> [Provided material]:
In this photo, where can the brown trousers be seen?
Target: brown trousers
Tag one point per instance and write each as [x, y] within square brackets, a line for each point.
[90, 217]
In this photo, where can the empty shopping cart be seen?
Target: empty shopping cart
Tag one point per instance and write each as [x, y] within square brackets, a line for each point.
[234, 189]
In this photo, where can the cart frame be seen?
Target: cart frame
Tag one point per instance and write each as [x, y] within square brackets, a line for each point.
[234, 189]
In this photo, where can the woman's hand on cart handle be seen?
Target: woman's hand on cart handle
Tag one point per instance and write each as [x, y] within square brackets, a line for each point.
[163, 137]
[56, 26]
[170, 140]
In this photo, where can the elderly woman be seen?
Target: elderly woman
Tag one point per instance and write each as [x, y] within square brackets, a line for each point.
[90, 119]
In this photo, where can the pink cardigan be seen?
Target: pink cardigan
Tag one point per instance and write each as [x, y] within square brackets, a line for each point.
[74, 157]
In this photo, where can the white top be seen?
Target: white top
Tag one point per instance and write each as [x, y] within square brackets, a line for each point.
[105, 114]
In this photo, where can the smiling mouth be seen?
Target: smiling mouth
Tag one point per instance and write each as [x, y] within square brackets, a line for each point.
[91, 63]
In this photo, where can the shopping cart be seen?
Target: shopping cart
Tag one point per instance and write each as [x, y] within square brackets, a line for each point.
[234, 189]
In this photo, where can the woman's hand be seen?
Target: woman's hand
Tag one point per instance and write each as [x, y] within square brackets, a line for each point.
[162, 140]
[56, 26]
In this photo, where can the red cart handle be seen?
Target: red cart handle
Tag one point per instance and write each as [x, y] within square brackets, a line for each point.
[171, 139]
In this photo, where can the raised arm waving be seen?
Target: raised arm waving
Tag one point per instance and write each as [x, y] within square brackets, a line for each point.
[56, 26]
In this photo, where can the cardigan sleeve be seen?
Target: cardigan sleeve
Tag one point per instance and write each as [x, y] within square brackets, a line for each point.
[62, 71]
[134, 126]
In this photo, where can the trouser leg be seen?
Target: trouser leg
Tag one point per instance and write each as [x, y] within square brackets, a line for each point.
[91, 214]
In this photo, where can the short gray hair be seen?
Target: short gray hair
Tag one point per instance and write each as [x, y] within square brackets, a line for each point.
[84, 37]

> [Exercise description]: Find the number of lines in the records that include the word "woman". Write only that number.

> [Response below]: 6